__CONSIGNE A__
Recopiez fidèlement l'extrait de l'article consacré à Christian Bobin qui débute aux mots « INTERVIEW MARIE CHAUDEY » et prend fin après « vigilant que jamais. ».
__CONSIGNE B__
Dans l'article consacré à Christian Bobin, relevez toutes les métaphores citées immédiatement après les mots « Les métaphores s'enchaînent ».

__BLOC DE TEXTE__

En exergue du nouveau livre de Christian Bobin, Le muguet rouge, ces mots de Nadejda Mandelstam : « Mandelstam racontait qu’ayant entendu pour la première fois le mot « progrès » à l’âge de cinq ans, il avait fondu en larmes, pressentant quelque chose de fâcheux. »
Christian Bobin à son tour dans son livre sonne le tocsin : « Quand en aura-t-on fini avec cette foi stupide en un “Progrès” qui va résoudre les problèmes du “Progrès” ? Comment demander à ce qui nous tue de nous ressusciter ?… L’absence, le vide, le manque, qu’avez-vous fait d’eux ? Ce sont notre seul bien… Est-ce que, par la parole, nous allons enfin ouvrir une fenêtre dans ce monde qui nous étouffe ?… L’âme est une espèce à protéger. »
CHRISTIAN BOBIN
La Vie 20 octobre 2022
« L’âme est une espèce à protéger »
INTERVIEW MARIE CHAUDEY
PHOTO DENIS MEYER / HANS LUCAS
Le poète du Creusot revient avec le Muguet rouge, un recueil plus mordant que jamais sur notre modernité. Et un Quarto Gallimard regroupe 17 œuvres de ce rebelle contemplatif.
Le Muguet rouge, au titre énigmatique, est un petit livre aiguisé comme une lame, qui rentre dans le dur de notre modernité. Le poète en colère y moque les économistes – ces « bouilleurs de chiffres », fustige la folle vitesse qui régit nos vies. Dans le collimateur de Christian Bobin : les écrans qui absorbent notre temps de cerveau disponible, happent nos esprits mais aussi nos cœurs. Les métaphores s’enchaînent – « l’œil du cyclope », « le Gutenberg du diable », « le miroir des aveugles »… Haro sur « les chiens électroniques » qui nous tiennent en laisse au quotidien. L’heure est grave et le poète, plus vigilant que jamais.
LA VIE. Votre recueil porte une férocité nouvelle, pourquoi ?

__DONNÉES ENREGISTRÉES__
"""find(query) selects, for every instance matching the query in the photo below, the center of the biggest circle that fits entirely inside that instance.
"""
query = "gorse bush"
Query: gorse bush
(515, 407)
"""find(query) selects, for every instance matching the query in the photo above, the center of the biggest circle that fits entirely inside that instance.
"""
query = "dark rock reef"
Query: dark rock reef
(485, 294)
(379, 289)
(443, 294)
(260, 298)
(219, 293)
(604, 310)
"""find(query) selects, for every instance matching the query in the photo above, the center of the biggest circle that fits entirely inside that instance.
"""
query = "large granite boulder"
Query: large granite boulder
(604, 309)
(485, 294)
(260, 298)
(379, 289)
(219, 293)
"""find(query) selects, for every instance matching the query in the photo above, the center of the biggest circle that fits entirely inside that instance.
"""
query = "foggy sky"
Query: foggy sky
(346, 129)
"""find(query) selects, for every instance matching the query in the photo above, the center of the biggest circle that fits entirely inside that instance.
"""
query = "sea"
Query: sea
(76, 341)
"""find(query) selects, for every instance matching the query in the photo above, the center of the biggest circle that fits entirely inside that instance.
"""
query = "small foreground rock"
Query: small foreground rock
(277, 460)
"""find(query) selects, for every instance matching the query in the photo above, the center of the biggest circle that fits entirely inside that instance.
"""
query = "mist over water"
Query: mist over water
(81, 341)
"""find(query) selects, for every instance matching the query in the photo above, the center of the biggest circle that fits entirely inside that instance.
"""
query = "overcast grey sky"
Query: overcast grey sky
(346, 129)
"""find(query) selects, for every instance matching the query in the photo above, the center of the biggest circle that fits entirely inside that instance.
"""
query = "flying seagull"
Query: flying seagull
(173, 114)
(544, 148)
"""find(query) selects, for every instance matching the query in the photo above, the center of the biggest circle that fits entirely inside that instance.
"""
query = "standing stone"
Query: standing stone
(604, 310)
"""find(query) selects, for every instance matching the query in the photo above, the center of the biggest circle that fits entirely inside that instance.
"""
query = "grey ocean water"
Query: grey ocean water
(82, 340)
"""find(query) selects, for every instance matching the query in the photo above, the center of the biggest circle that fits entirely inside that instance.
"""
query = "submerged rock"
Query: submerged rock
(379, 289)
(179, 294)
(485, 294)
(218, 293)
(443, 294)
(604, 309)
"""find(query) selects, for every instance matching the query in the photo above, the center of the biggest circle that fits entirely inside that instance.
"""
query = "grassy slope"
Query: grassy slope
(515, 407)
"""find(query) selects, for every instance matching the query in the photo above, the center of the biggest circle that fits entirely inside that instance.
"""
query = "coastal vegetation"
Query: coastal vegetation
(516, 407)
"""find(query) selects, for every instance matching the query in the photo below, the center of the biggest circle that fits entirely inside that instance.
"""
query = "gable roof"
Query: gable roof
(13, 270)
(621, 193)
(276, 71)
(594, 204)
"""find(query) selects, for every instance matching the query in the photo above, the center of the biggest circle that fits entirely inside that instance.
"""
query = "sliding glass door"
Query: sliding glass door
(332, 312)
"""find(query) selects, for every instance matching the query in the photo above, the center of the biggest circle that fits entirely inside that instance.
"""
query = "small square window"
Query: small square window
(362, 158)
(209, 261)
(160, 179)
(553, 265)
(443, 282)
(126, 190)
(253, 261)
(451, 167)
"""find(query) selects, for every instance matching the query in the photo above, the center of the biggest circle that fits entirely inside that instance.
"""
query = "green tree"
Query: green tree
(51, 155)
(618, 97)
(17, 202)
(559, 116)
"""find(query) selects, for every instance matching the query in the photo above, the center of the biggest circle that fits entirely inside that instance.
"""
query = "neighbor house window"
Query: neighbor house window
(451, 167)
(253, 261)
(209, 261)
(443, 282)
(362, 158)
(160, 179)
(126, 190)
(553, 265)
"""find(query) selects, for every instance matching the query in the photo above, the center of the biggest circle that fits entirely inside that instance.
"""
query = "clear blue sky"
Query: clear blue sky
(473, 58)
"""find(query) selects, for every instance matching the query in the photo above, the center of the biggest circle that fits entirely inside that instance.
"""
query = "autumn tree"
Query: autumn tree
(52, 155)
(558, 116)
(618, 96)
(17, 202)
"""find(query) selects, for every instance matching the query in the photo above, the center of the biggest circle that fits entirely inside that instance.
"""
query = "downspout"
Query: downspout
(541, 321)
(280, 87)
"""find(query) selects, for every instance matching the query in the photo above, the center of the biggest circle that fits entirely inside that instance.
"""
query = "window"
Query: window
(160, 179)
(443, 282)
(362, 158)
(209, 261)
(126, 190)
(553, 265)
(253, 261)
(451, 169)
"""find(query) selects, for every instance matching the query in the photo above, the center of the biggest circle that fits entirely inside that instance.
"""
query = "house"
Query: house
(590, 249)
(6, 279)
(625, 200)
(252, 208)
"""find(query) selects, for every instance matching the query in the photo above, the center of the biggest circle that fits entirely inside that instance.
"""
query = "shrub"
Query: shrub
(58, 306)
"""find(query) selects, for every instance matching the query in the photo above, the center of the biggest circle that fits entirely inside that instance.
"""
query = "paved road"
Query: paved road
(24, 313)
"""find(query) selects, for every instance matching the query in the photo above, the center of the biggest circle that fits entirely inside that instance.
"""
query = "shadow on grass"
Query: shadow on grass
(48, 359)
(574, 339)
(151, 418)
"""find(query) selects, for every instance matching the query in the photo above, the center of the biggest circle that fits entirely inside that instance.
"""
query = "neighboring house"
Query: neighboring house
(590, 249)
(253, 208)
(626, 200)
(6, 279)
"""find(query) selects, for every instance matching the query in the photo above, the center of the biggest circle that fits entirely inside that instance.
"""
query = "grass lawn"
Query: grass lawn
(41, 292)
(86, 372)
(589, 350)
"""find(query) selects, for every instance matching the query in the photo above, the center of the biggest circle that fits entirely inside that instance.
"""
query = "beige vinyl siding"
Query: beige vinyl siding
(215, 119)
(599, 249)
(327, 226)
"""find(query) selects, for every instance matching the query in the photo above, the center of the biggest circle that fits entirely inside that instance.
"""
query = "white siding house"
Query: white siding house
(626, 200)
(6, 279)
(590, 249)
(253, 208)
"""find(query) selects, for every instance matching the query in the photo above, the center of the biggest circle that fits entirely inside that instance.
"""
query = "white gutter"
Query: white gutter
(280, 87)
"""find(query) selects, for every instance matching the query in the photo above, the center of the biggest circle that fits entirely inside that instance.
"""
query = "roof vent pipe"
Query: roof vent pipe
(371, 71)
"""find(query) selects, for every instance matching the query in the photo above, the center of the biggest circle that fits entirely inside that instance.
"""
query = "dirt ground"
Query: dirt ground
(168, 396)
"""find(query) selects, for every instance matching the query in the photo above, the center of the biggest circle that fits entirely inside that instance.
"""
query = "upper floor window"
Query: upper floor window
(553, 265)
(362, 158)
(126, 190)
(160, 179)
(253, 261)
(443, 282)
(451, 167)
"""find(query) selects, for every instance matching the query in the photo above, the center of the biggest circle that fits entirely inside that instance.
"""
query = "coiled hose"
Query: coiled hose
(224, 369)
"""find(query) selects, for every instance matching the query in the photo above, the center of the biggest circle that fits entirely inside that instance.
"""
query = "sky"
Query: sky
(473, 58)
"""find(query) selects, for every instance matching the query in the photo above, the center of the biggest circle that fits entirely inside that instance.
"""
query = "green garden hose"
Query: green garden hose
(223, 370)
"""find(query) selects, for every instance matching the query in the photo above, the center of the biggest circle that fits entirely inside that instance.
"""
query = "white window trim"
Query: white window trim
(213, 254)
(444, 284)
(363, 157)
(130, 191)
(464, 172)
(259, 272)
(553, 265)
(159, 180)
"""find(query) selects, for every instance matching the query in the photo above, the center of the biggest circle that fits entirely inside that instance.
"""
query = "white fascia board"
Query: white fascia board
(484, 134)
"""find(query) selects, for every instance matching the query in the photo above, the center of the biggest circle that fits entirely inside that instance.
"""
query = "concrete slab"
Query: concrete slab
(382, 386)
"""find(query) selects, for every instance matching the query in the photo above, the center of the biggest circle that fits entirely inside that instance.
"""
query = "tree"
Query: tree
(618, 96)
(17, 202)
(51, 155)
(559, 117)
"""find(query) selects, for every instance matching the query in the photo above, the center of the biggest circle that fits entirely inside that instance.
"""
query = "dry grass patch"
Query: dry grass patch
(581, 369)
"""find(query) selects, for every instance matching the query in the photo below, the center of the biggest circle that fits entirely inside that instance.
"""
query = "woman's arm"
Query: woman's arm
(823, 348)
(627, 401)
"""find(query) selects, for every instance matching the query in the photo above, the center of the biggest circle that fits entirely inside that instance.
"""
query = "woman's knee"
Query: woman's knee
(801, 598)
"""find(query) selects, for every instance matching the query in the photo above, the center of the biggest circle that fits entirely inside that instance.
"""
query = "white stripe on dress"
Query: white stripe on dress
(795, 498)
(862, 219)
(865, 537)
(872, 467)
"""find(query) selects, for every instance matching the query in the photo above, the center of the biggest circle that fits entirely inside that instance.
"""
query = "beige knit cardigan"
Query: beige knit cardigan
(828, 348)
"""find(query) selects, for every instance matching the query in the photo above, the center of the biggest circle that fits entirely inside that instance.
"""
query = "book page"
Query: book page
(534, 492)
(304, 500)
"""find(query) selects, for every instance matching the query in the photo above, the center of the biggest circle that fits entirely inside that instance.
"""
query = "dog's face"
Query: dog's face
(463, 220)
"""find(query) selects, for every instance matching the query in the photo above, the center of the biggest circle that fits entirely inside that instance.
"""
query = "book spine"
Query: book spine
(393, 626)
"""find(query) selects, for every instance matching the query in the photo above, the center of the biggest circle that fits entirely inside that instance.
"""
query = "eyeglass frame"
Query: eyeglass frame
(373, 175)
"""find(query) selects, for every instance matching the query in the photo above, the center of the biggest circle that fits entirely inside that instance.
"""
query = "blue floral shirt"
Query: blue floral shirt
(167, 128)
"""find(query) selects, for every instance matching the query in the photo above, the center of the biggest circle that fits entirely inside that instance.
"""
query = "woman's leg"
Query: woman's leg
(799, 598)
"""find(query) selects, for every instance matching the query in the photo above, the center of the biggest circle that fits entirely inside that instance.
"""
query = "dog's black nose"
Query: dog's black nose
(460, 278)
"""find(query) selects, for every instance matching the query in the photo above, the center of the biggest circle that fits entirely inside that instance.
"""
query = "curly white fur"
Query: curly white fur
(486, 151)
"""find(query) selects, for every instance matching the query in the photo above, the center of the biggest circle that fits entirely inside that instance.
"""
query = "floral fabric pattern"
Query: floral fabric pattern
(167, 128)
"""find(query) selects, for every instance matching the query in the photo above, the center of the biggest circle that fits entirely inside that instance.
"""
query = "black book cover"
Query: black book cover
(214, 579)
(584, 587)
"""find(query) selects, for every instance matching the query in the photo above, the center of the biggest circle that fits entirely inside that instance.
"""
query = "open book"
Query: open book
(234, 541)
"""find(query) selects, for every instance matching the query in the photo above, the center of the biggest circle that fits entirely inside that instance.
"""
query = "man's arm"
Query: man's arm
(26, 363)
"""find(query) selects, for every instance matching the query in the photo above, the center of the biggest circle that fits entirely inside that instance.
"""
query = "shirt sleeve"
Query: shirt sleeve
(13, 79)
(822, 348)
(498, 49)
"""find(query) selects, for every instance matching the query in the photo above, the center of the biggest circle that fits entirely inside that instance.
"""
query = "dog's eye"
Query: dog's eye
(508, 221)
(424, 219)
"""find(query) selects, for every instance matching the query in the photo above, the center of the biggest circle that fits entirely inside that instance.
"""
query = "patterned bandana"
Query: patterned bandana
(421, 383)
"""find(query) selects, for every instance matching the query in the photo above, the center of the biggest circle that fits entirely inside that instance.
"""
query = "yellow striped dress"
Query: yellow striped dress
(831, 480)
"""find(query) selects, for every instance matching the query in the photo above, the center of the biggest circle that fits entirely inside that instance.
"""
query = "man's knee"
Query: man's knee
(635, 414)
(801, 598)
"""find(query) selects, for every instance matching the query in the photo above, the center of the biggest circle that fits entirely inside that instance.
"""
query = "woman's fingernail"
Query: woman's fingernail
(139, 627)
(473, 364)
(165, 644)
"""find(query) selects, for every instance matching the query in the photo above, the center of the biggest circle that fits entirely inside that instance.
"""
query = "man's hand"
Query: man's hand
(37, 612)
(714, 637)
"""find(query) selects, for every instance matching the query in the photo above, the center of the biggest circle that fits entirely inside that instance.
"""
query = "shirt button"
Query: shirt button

__RÉPONSE CORRECTE A__
INTERVIEW MARIE CHAUDEY
PHOTO DENIS MEYER / HANS LUCAS
Le poète du Creusot revient avec le Muguet rouge, un recueil plus mordant que jamais sur notre modernité. Et un Quarto Gallimard regroupe 17 œuvres de ce rebelle contemplatif.
Le Muguet rouge, au titre énigmatique, est un petit livre aiguisé comme une lame, qui rentre dans le dur de notre modernité. Le poète en colère y moque les économistes – ces « bouilleurs de chiffres », fustige la folle vitesse qui régit nos vies. Dans le collimateur de Christian Bobin : les écrans qui absorbent notre temps de cerveau disponible, happent nos esprits mais aussi nos cœurs. Les métaphores s’enchaînent – « l’œil du cyclope », « le Gutenberg du diable », « le miroir des aveugles »… Haro sur « les chiens électroniques » qui nous tiennent en laisse au quotidien. L’heure est grave et le poète, plus vigilant que jamais.

__RÉPONSE CORRECTE B__
« l'œil du cyclope »
« le Gutenberg du diable »
« le miroir des aveugles »